Monument législatif de
la République naissante, la loi sur la liberté de la presse a 140 ans
aujourd’hui même. Alors que nous observons, au XXIe siècle, des reculs
majeurs, ce texte demeure fondamental.
PAR PATRICK LE HYARIC, Directeur
de l’Humanité
Nous soufflons aujourd’hui les 140 bougies de la loi sur la liberté de la
presse promulguée le 29 juillet 1881. Monument législatif de la République
renaissante, ce texte demeure au fondement de notre démocratie. Dans les pas de
la Déclaration des droits de l’homme et du citoyen de 1789 et de sa promesse
d’assurer « la libre communication des pensées et opinions », cette
loi garantit la liberté d’expression et la liberté de la presse.
Loin d’être un dispositif corporatiste au seul avantage des journalistes,
elle protège l’ensemble des citoyens autant qu’elle concourt à l’exercice de la
citoyenneté. Alors que, sournoisement ou ouvertement, cette conquête est
menacée, au même titre que d’autres piliers de la démocratie républicaine, cet
anniversaire doit être l’occasion d’en défendre les principes.
La précédente garde des Sceaux n’a pas fait mystère de sa volonté
d’extraire de la loi de 1881 les dispositions de lutte contre « l’injure
et la diffamation » pour les transférer vers le Code pénal, ce qui
revient à faire sauter le garde-fou permettant aux journalistes de préserver
leurs sources, tout en ouvrant le chemin à des procédures de comparution
immédiate qui limitent la possibilité de se défendre. Les récentes lois dites
de « sécurité globale » ou « confortant le respect des principes de la
République », décidées après l’assassinat terroriste du professeur Samuel Paty,
ajoutées à l’arsenal « antiterroriste » de 2014, ont chacune contribué à
affaiblir les principes de la loi. Dans le même mouvement, des entraves sont
appliquées au travail des journalistes, au nom de la protection des policiers.
D’autres tentatives ont été mises en échec, comme cette loi retoquée par le Conseil
constitutionnel visant à donner aux géants du numérique un pouvoir de censure
en dehors de toute intervention d’un juge.
Les citoyens empêchés de savoir
Des reculs majeurs sur la liberté de la presse, nous retiendrons celui
institué par la loi de juillet 2018 sur le « secret des affaires ». Il s’agit
d’un basculement juridique d’importance qui troque les règles de la
transparence contre le règne de l’opacité, dans le but de protéger les milieux
d’affaires et les entreprises qui contreviennent aux nécessités de protéger
l’environnement, qui pratiquent les ventes d’armes, l’évasion fiscale ou la
corruption. En plus de fragiliser les lanceurs d’alerte, ce texte s’oppose à
l’esprit de la loi de 1881 en ce qu’il réduit la possibilité, pour chaque
citoyen, de prendre connaissance des événements jusqu’au plus dissimulé, de
décrypter l’actualité et de participer ainsi à la vie de la cité dans le sens
de l’intérêt général.

EXERCICES PROPOSÉS:
(a) Renvoyez mot pour mot le passage de l'extrait sur la loi de 1881 qui s'ouvre sur les mots contenant "Loin d’être un" et se ferme sur "défendre les principes.".
(b) Dans l'extrait sur la loi de 1881, quelle loi de juillet 2018 est retenue comme un recul majeur de la liberté de la presse ?
Le matériel qui suit n'a aucun lien avec l'extrait.

(Données enregistrées)
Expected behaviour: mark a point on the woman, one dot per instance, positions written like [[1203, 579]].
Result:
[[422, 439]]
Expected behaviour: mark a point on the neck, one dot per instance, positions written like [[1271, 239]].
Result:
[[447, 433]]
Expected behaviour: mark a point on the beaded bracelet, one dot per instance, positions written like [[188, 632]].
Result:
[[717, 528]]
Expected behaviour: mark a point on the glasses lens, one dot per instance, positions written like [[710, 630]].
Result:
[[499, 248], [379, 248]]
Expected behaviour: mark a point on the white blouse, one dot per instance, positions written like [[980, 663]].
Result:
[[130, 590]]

CORRIGÉS:
(a)
Loin d’être un dispositif corporatiste au seul avantage des journalistes,
elle protège l’ensemble des citoyens autant qu’elle concourt à l’exercice de la
citoyenneté. Alors que, sournoisement ou ouvertement, cette conquête est
menacée, au même titre que d’autres piliers de la démocratie républicaine, cet
anniversaire doit être l’occasion d’en défendre les principes.

(b) La loi sur le « secret des affaires ».